→ **Work instructions**:
The whole listing that follows, pictures excepted, should be printed again exactly as given.

→ **Records shown**:
##########

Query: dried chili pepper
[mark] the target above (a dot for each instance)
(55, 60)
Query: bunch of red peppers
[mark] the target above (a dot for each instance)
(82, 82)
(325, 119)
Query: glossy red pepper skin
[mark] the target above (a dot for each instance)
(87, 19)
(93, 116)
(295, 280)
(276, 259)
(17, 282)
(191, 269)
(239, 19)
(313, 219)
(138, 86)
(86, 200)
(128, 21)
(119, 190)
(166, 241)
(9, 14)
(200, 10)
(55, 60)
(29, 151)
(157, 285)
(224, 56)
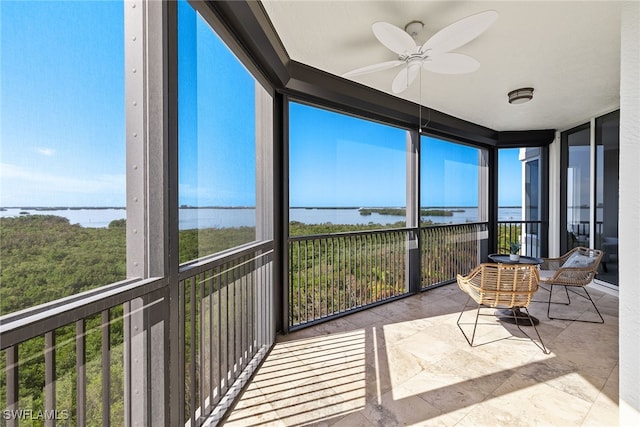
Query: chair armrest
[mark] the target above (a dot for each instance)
(570, 276)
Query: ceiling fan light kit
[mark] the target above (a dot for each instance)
(520, 96)
(434, 55)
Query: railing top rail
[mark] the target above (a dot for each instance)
(350, 233)
(459, 224)
(379, 231)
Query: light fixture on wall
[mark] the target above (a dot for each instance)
(520, 96)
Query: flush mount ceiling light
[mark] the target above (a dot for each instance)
(520, 96)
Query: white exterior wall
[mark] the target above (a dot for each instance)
(629, 250)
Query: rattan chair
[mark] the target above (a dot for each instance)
(573, 270)
(501, 286)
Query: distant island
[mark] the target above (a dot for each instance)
(403, 211)
(59, 208)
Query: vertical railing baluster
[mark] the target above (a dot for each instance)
(49, 375)
(192, 351)
(201, 343)
(12, 392)
(106, 365)
(81, 374)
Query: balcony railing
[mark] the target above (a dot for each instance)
(448, 250)
(102, 357)
(333, 274)
(529, 234)
(228, 327)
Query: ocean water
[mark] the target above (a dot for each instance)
(224, 218)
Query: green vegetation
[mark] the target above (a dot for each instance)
(44, 258)
(403, 212)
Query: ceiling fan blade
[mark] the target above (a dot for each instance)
(451, 63)
(373, 68)
(460, 32)
(405, 77)
(394, 38)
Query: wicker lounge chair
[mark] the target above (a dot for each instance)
(501, 286)
(573, 270)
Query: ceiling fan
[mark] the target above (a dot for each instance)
(434, 55)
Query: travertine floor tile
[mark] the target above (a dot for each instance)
(407, 363)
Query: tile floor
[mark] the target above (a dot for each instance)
(407, 363)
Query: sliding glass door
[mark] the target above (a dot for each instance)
(589, 190)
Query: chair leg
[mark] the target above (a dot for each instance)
(543, 348)
(588, 296)
(475, 325)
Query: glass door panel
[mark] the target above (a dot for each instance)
(606, 221)
(578, 201)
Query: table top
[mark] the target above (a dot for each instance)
(504, 259)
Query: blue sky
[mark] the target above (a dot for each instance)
(63, 124)
(62, 98)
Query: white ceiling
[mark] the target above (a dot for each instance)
(568, 51)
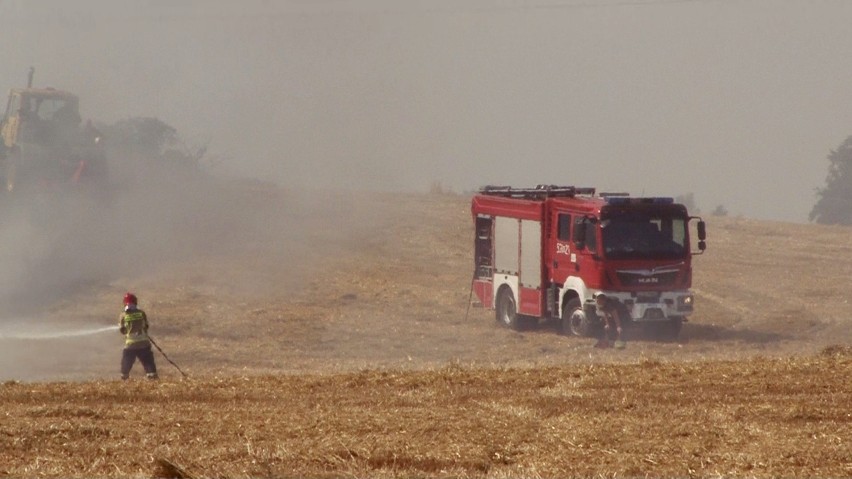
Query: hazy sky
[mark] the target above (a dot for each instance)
(736, 101)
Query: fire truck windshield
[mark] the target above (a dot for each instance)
(632, 235)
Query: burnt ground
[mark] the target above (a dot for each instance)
(328, 334)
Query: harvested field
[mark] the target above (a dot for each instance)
(332, 340)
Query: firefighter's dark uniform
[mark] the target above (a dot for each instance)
(133, 324)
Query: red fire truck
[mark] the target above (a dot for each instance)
(545, 252)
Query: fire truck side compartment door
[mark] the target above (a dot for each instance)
(506, 245)
(530, 254)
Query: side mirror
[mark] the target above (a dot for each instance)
(702, 234)
(579, 236)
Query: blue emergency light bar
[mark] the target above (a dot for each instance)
(625, 200)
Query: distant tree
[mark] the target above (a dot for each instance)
(834, 205)
(720, 211)
(153, 139)
(688, 200)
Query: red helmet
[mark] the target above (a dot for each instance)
(129, 298)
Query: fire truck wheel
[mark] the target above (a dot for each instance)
(674, 327)
(507, 311)
(574, 320)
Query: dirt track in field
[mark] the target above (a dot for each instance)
(332, 339)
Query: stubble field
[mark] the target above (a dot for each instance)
(328, 335)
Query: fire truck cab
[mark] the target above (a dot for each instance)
(545, 252)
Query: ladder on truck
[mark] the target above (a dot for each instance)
(539, 192)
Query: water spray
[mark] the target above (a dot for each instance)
(54, 334)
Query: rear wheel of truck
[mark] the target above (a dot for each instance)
(507, 311)
(574, 320)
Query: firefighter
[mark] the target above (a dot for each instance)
(133, 324)
(608, 311)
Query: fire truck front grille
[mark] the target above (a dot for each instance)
(635, 278)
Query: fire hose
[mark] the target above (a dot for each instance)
(167, 358)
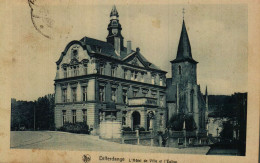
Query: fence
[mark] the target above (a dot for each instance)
(139, 137)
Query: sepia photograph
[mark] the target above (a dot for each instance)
(130, 78)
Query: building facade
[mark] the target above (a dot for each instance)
(105, 80)
(183, 92)
(98, 81)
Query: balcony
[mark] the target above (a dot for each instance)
(142, 101)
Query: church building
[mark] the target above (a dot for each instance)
(183, 92)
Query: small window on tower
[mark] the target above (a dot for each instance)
(179, 70)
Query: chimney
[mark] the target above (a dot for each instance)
(129, 49)
(117, 45)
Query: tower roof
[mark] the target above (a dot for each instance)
(114, 12)
(184, 48)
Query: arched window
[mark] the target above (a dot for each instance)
(179, 68)
(84, 114)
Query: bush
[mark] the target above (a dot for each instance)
(126, 129)
(78, 127)
(141, 129)
(177, 120)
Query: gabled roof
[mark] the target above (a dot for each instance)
(114, 11)
(184, 48)
(98, 47)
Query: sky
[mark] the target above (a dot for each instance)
(218, 35)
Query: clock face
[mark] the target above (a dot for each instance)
(114, 31)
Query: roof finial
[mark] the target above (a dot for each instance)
(183, 12)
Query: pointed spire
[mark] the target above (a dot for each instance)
(184, 48)
(114, 12)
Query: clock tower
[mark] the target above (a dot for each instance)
(114, 31)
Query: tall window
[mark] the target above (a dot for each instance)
(101, 94)
(76, 70)
(123, 121)
(179, 68)
(161, 81)
(153, 79)
(113, 95)
(142, 77)
(135, 75)
(125, 96)
(153, 94)
(84, 113)
(101, 69)
(132, 75)
(161, 120)
(63, 117)
(64, 95)
(74, 117)
(74, 94)
(84, 93)
(191, 100)
(125, 74)
(134, 93)
(113, 72)
(65, 72)
(161, 100)
(85, 69)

##########

→ **Solution below**:
Query: dried chili pepper
[mark] the target above (a dot for each instance)
(55, 60)
Query: bunch of red peppers
[mark] the target above (a dot for each instance)
(82, 82)
(325, 119)
Query: glossy red pepper skin
[mark] the target above (a dot for each instance)
(87, 19)
(93, 116)
(295, 280)
(276, 259)
(17, 282)
(191, 269)
(239, 19)
(313, 219)
(138, 86)
(86, 200)
(128, 21)
(119, 190)
(166, 241)
(9, 14)
(200, 10)
(55, 60)
(29, 151)
(157, 285)
(224, 56)
Query: chair armrest
[mark] the target above (a dot for each instance)
(570, 276)
Query: ceiling fan light kit
[mark] the target above (a dot for each instance)
(520, 96)
(434, 55)
Query: railing top rail
[mark] the target above (a dot for each instance)
(350, 233)
(459, 224)
(379, 231)
Query: light fixture on wall
[mark] the target above (a dot for each instance)
(520, 96)
Query: flush mount ceiling light
[mark] the target above (a dot for each instance)
(520, 96)
Query: white exterior wall
[mark] the target above (a dot for each instance)
(629, 250)
Query: rattan chair
[mark] the target above (a dot for each instance)
(573, 270)
(501, 286)
Query: distant island
[mark] the target above (a dot for each instance)
(403, 211)
(59, 208)
Query: vertical railing baluster
[mark] the target above (a dot for each instance)
(49, 375)
(192, 351)
(201, 343)
(12, 392)
(106, 365)
(81, 374)
Query: balcony railing
[mark] the target above (a dot for each instance)
(448, 250)
(102, 357)
(333, 274)
(529, 234)
(228, 327)
Query: ocean water
[mark] the target above (a dot for each instance)
(224, 218)
Query: green vegetation
[mark] the target above (a dot for each instance)
(44, 258)
(403, 212)
Query: ceiling fan blade
[mark] the target above (a dot for each instance)
(451, 63)
(373, 68)
(460, 32)
(405, 77)
(394, 38)
Query: wicker lounge chair
[mark] the target above (a dot for each instance)
(501, 286)
(573, 270)
Query: ceiling fan
[mark] the target above (a dot for each instance)
(434, 55)
Query: travertine floor tile
[mark] the target above (a dot for each instance)
(407, 363)
Query: tile floor
[mark] the target above (a dot for each instance)
(407, 363)
Query: sliding glass door
[mark] the target above (a dot for each instance)
(589, 190)
Query: chair leg
[mark] the target above (a dot for each instance)
(543, 348)
(588, 296)
(475, 325)
Query: glass door panel
[mark] the target above (a dot for each instance)
(606, 221)
(578, 201)
Query: table top
[mark] the target above (a dot for each instance)
(504, 259)
Query: blue sky
[mark] the target above (a dot for each instance)
(63, 124)
(62, 98)
Query: white ceiling
[mark] the target above (a dot for each instance)
(568, 51)
Query: hazy sky
[mark] the target above (a dot for each instance)
(736, 101)
Query: fire truck windshield
[mark] the target above (a dot for each instance)
(632, 235)
Query: burnt ground
[mark] the target above (a dot for each instance)
(328, 334)
Query: harvested field
[mark] the target above (a dot for each instance)
(332, 340)
Query: firefighter's dark uniform
[mark] the target above (a dot for each instance)
(133, 324)
Query: red fire truck
[mark] the target above (a dot for each instance)
(545, 252)
Query: fire truck side compartment door
[mark] the target above (a dot for each instance)
(506, 245)
(530, 254)
Query: side mirror
[mark] the target above (a dot for each instance)
(702, 234)
(579, 236)
Query: blue emergency light bar
[mark] the target above (a dot for each instance)
(625, 200)
Query: distant tree
[mark] the target above (a dot for each instance)
(834, 205)
(720, 211)
(153, 139)
(688, 200)
Query: red helmet
[mark] the target above (a dot for each instance)
(129, 298)
Query: fire truck wheel
[mark] the target above (a dot for each instance)
(674, 327)
(507, 311)
(574, 320)
Query: dirt track in field
[mark] the target above (a dot for each instance)
(332, 339)
Query: stubble field
[mark] the target above (a dot for each instance)
(328, 335)
Query: fire truck cab
[mark] the target above (a dot for each instance)
(545, 252)
Query: ladder on truck
[mark] the target above (a dot for each instance)
(539, 192)
Query: water spray
[mark] the target above (a dot for each instance)
(54, 334)
Query: rear wheel of truck
[mark] the target above (a dot for each instance)
(507, 311)
(574, 320)
Query: firefighter
[mark] the target above (a dot for each instance)
(133, 324)
(608, 311)
Query: fire truck front grille
[mark] the target above (a dot for each instance)
(635, 278)
Query: fire hose
[mark] the target above (a dot for each instance)
(167, 358)
Query: fence
[mark] the target above (a dot for each instance)
(139, 137)
Query: sepia photograph
[mark] the target above (a dot for each instance)
(130, 78)
Query: building facade
[mark] the target above (a dot for each instance)
(105, 80)
(183, 92)
(98, 81)
Query: balcony
[mark] the target above (a dot for each instance)
(142, 101)
Query: church building
[mark] the target above (a dot for each instance)
(183, 92)
Query: small window on tower
[mark] the target above (a dot for each instance)
(179, 70)
Query: chimney
[mark] the target above (a dot for each instance)
(129, 49)
(117, 45)
Query: tower roof
[mark] the target above (a dot for each instance)
(114, 12)
(184, 48)
Query: arched window
[mark] the target above (a dot for each instance)
(179, 68)
(84, 114)
Query: bush
[mark] the target above (a dot for each instance)
(126, 129)
(78, 127)
(141, 129)
(177, 120)
Query: gabled roof
[mark] the target above (a dot for each instance)
(114, 11)
(184, 48)
(98, 47)
Query: sky
[mark] the target above (a dot for each instance)
(218, 35)
Query: clock face
[mark] the target above (a dot for each instance)
(114, 31)
Query: roof finial
[mark] the target above (a dot for each instance)
(183, 12)
Query: pointed spire
[mark] the target above (a dot for each instance)
(184, 48)
(114, 12)
Query: clock tower
[mark] the target above (a dot for each instance)
(114, 31)
Query: tall window
[mark] the target above (a dot for each instance)
(101, 94)
(76, 70)
(123, 121)
(179, 68)
(161, 81)
(153, 79)
(113, 95)
(142, 77)
(135, 75)
(125, 96)
(153, 94)
(84, 113)
(101, 69)
(132, 75)
(161, 120)
(63, 117)
(64, 95)
(74, 117)
(74, 94)
(84, 93)
(191, 100)
(125, 74)
(134, 93)
(113, 72)
(65, 72)
(161, 100)
(85, 69)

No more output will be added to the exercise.